Work order = Skipping the images, transcribe each record below as it is.

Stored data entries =
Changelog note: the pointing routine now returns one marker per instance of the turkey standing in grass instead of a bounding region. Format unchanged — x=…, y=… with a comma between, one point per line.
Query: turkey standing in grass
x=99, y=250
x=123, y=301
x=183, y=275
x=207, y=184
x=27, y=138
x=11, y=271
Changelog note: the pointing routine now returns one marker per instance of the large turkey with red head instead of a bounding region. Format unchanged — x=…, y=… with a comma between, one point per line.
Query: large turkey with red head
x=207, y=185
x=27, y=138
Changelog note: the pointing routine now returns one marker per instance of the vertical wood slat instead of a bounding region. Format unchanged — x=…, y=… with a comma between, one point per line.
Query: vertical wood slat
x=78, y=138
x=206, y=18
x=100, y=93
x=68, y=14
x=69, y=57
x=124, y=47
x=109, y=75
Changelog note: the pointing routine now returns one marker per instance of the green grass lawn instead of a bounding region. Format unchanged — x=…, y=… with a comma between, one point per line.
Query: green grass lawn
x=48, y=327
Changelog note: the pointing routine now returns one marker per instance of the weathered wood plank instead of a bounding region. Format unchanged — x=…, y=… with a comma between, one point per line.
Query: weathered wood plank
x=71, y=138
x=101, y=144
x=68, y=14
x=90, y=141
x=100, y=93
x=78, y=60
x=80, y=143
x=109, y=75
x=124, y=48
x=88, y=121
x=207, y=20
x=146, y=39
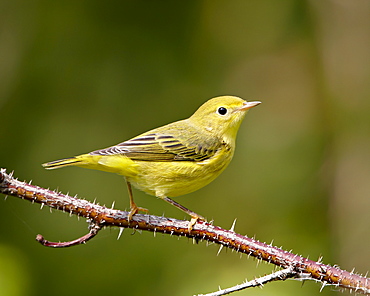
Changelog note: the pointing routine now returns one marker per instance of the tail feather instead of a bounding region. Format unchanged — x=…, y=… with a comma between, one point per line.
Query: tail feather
x=61, y=163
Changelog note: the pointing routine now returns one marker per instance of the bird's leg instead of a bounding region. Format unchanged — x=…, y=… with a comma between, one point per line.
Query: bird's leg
x=194, y=216
x=133, y=207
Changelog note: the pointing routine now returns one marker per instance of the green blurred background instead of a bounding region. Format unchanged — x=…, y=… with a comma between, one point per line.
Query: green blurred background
x=76, y=76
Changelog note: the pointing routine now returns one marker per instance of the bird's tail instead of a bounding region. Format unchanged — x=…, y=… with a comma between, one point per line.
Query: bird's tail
x=71, y=161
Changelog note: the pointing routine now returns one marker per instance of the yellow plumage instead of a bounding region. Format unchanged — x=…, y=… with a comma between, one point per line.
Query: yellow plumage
x=174, y=159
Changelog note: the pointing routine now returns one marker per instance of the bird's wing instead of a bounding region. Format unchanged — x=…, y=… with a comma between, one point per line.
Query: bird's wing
x=163, y=147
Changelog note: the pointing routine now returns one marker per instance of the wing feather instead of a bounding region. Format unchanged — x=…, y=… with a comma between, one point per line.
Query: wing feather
x=162, y=147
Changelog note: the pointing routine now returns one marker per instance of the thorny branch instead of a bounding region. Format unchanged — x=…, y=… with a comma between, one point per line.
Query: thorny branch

Written answer =
Changelog note: the pointing routine now returns one marker per instance of the turkey standing in grass instead of a bounding region. Format unchanged — x=…, y=… with a comma between, one point per line.
Query: turkey standing in grass
x=99, y=250
x=123, y=301
x=183, y=275
x=207, y=184
x=27, y=138
x=11, y=271
Changelog note: the pointing routine now returns one marker per instance of the large turkey with red head instead of a bounding region. Format unchanged — x=…, y=… with a comma between, one point per line.
Query: large turkey with red head
x=207, y=185
x=27, y=138
Changelog note: the pointing routine now returns one marker per instance of the vertical wood slat instead of a bounding region. Format unchanged — x=…, y=… with a comma between, one point per line.
Query: vertical wood slat
x=78, y=138
x=206, y=18
x=100, y=93
x=68, y=14
x=69, y=57
x=124, y=47
x=109, y=75
Changelog note: the pointing routine now returns one marker per instance of the green grass lawn instead of a bounding region. Format unchanged — x=…, y=… with a comma between, one point per line.
Query: green grass lawn
x=48, y=327
Changelog note: the pointing routine now returns one marker per instance of the weathered wood plank instead of a bounding region. Format unchanged — x=…, y=… with a comma between, one point per line.
Query: weathered wood plank
x=71, y=138
x=101, y=144
x=68, y=14
x=90, y=141
x=100, y=93
x=78, y=60
x=80, y=143
x=109, y=75
x=124, y=48
x=88, y=121
x=207, y=20
x=146, y=39
Changelog note: the pointing routine now returns one marker per instance of the tail feather instead of a bounding region. Format unchanged — x=…, y=… with a comma between, one point per line.
Query: tail feather
x=61, y=163
Changelog note: the pointing routine now returns one marker per instance of the bird's leg instead of a bounding region. Format unchanged — x=…, y=… with a comma between, one point per line.
Query: bird's leg
x=194, y=216
x=133, y=207
Changelog note: the pointing routine now returns one marker per instance of the green blurred background instead of a bounding region. Format unchanged — x=…, y=… with a comma between, one point per line.
Query: green blurred background
x=76, y=76
Changelog note: the pointing routine now returns one marker per instance of the bird's tail instead of a bounding region. Format unchanged — x=…, y=… with a comma between, one point per line.
Query: bird's tail
x=71, y=161
Changelog note: the pointing routine now returns one marker per instance of the yellow plumage instead of a bounding region. Format unchanged — x=…, y=… with a comma between, one point per line.
Query: yellow plumage
x=174, y=159
Changelog note: the pointing routine now returns one marker per instance of the bird's wing instead of a bounding region. Format unchanged — x=…, y=… with a comma between, one point per line.
Query: bird's wing
x=163, y=147
Changelog note: the pointing routine now returns one marker per instance of the wing feather instead of a bounding region. Format unchanged — x=…, y=… with a comma between, one point per line.
Query: wing feather
x=162, y=147
Changelog note: the pointing routine now returns one marker per instance of the thorny branch instead of a bounding region. Format unchanged — x=…, y=… with a comma between, one point per line.
Query: thorny branch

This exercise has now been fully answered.